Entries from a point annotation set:
============================================================

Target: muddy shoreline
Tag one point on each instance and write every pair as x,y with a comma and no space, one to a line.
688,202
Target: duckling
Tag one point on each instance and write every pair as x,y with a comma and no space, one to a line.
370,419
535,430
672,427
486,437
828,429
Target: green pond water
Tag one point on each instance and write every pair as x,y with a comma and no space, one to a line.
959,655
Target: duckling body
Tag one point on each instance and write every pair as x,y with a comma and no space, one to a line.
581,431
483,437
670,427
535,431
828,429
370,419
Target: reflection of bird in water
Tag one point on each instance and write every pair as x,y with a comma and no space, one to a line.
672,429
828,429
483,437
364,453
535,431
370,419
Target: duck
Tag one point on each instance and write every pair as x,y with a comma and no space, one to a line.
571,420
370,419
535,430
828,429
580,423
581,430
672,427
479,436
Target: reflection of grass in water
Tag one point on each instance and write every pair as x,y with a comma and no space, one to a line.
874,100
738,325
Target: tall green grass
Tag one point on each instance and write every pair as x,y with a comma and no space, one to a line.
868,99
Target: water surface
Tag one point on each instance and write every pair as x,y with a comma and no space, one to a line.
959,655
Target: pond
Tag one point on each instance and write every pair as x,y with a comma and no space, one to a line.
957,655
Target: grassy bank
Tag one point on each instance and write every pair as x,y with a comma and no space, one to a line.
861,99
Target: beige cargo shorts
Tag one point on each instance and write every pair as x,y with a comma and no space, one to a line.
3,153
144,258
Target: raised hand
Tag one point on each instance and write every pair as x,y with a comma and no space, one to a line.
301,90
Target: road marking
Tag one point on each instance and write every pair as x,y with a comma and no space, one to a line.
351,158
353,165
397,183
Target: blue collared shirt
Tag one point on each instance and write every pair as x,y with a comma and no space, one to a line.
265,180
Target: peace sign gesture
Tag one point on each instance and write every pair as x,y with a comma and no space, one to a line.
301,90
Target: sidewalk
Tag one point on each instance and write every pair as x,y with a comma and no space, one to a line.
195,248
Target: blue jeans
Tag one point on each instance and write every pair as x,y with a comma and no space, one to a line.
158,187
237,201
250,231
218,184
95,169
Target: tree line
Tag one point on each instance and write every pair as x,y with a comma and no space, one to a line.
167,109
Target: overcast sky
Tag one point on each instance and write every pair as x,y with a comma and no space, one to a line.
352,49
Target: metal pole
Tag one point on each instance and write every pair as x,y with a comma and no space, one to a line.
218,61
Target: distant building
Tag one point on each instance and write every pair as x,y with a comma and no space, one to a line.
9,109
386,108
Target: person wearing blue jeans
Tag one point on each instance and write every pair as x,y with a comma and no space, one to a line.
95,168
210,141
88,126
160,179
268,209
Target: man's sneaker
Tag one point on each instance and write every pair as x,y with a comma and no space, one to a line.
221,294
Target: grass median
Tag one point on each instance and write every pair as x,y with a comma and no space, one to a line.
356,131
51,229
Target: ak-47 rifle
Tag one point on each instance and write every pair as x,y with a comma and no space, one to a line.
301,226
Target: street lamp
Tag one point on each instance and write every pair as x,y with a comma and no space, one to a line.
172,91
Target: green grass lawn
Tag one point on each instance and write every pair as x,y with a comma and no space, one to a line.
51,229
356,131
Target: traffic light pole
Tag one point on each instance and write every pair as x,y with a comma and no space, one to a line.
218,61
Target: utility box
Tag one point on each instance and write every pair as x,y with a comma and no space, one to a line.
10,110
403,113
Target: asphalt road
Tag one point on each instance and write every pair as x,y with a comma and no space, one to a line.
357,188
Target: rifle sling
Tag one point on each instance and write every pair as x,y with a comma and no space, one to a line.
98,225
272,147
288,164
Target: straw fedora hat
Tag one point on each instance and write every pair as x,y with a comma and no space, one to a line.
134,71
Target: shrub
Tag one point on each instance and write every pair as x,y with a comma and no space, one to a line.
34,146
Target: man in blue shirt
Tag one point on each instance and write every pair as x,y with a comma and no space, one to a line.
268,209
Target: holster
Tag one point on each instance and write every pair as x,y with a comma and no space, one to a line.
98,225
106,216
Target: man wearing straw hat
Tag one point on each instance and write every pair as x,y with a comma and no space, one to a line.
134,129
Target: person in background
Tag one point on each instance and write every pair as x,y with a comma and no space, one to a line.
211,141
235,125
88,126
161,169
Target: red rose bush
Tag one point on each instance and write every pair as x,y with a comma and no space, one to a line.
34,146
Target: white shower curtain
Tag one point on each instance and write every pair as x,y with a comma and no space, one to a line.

============================================================

» Exercise description: Render every line of the entries above as a single numbered list, omitting blank lines.

» The result:
1. Target: muddy shoreline
2. Tag one point on each instance and write every pair as x,y with a comma and no space, one to a line.
3. 688,202
4. Target: duckling
5. Tag one point on each instance and write every pair as x,y with a comma and no space, one to a line.
6. 370,419
7. 535,430
8. 672,427
9. 486,437
10. 828,429
11. Target: green pond water
12. Tag one point on each instance and write every pair as x,y with a comma and no space, one to a line.
13. 959,655
14. Target: duckling body
15. Tag one point on each instance and write every pair as x,y with a comma and no space, one to a line.
16. 581,431
17. 483,437
18. 670,427
19. 535,431
20. 828,429
21. 370,419
22. Target: reflection of bird in water
23. Tag one point on each instance and write every pair as x,y with a comma and no space, one to a line.
24. 672,429
25. 828,429
26. 483,437
27. 364,453
28. 535,431
29. 370,419
30. Target: duck
31. Tag one point on each instance and write every pair as x,y with a comma and no space, one to a line.
32. 571,420
33. 370,419
34. 535,430
35. 828,429
36. 580,423
37. 581,430
38. 672,427
39. 479,436
40. Target: reflection of grass in water
41. Tag one point on each instance and write every pair as x,y with a comma and no space, one to a line.
42. 874,100
43. 738,325
44. Target: tall green grass
45. Tag one point on each instance and write every pair as x,y with a comma and no space, one to a line.
46. 868,99
47. Target: water surface
48. Tag one point on each instance and write every pair as x,y with a comma and no space, one to a line.
49. 959,655
50. Target: pond
51. Tag one point on each instance and write every pair as x,y with a comma and no space, one to a line.
52. 957,655
53. Target: grassy bank
54. Tag one point on each instance and write every pair as x,y with a comma and no space, one to a line.
55. 861,99
56. Target: beige cargo shorts
57. Tag one point on each instance and write every pair as x,y with a comma and no space, one to a line.
58. 3,153
59. 144,258
60. Target: raised hand
61. Tag one point on each instance and write every pair as x,y with a comma and no space, one to a line.
62. 301,90
63. Target: road marking
64. Tag one point on each instance and write every pair as x,y with a comma and no space, one to a line.
65. 351,158
66. 353,165
67. 397,183
68. Target: blue collared shirt
69. Tag one point on each instance and write every pair as x,y with a comma and no space, one to a line.
70. 265,180
71. Target: peace sign gesture
72. Tag one point on each instance and write every pair as x,y with a comma and no space, one to a line.
73. 301,90
74. Target: sidewalk
75. Tag one point on each instance and write every pair as x,y with a comma and no space, one to a line.
76. 195,248
77. Target: blue jeans
78. Tag one point on each instance and write every pair as x,y with a comma and no space, one to a line.
79. 158,187
80. 237,201
81. 250,231
82. 218,184
83. 95,169
84. Target: tree line
85. Tag one point on each instance and write every pair as x,y with a comma and no space, one to a line.
86. 167,109
87. Target: overcast sky
88. Tag one point on each instance and write every pair as x,y with a comma and no space, one to a line.
89. 352,49
90. Target: metal pole
91. Tag one point on each instance and write every pair as x,y with a comma and no space, one to a line.
92. 218,61
93. Target: distant building
94. Tag one point on each instance and write every pair as x,y with a comma and no space, one to a line.
95. 9,109
96. 386,108
97. Target: person wearing blue jeans
98. Tag one point on each instance and write every pair as x,y with a comma and no space, one to a line.
99. 95,168
100. 210,141
101. 88,126
102. 160,179
103. 268,209
104. Target: man's sneaker
105. Tag one point on each instance and write every pair as x,y with a comma and no space, one to a line.
106. 221,294
107. Target: grass median
108. Tag one point on each instance and write every pair as x,y with a comma and no space, one to a line.
109. 356,131
110. 51,229
111. Target: ak-47 rifle
112. Tag one point on each instance and write every pair as x,y with a comma and no space, one to a line.
113. 301,226
114. Target: street lamp
115. Tag one point on each instance and write every pair as x,y with a comma and no space, one to a line.
116. 172,91
117. Target: green grass lawn
118. Tag one point on each instance and write every pair as x,y with a comma and no space, one to a line.
119. 51,229
120. 356,131
121. Target: traffic light pole
122. Tag one point on each instance and write every pair as x,y with a comma and no space, one to a line.
123. 218,61
124. Target: utility box
125. Tag one point on each instance and write every pair as x,y with a comma and no space, one to a line.
126. 10,110
127. 403,113
128. Target: asphalt road
129. Tag one point on each instance and write every pair as x,y with a comma and no space, one to a line.
130. 357,188
131. Target: rifle sling
132. Tag one point on each instance and write every pair as x,y with a comma and no space, one to a line.
133. 98,225
134. 272,147
135. 288,164
136. Target: straw fedora hat
137. Tag one point on each instance and write every pair as x,y with a comma and no space, one to a line.
138. 134,71
139. Target: shrub
140. Tag one point on each instance and write every pair as x,y with a comma and no space, one to a line.
141. 34,146
142. Target: man in blue shirt
143. Tag one point on each instance and write every pair as x,y with a comma and no space, one to a line.
144. 268,209
145. Target: holster
146. Tag one point on each instance and write every pair as x,y with a comma and no space, one to a line.
147. 98,225
148. 106,216
149. Target: man wearing straw hat
150. Tag one point on each instance and write every pair as x,y with a comma and no space, one to a line.
151. 134,129
152. Target: person in background
153. Tag one point on each instance and write every pair as x,y with a comma and no space, one to a line.
154. 211,141
155. 235,125
156. 88,126
157. 161,169
158. Target: red rose bush
159. Tag one point on each instance and write every pair as x,y with a comma and no space, one to a line.
160. 34,146
161. Target: white shower curtain
162. Tag one point on each instance and write every pair as x,y with a comma and no space, one to a line.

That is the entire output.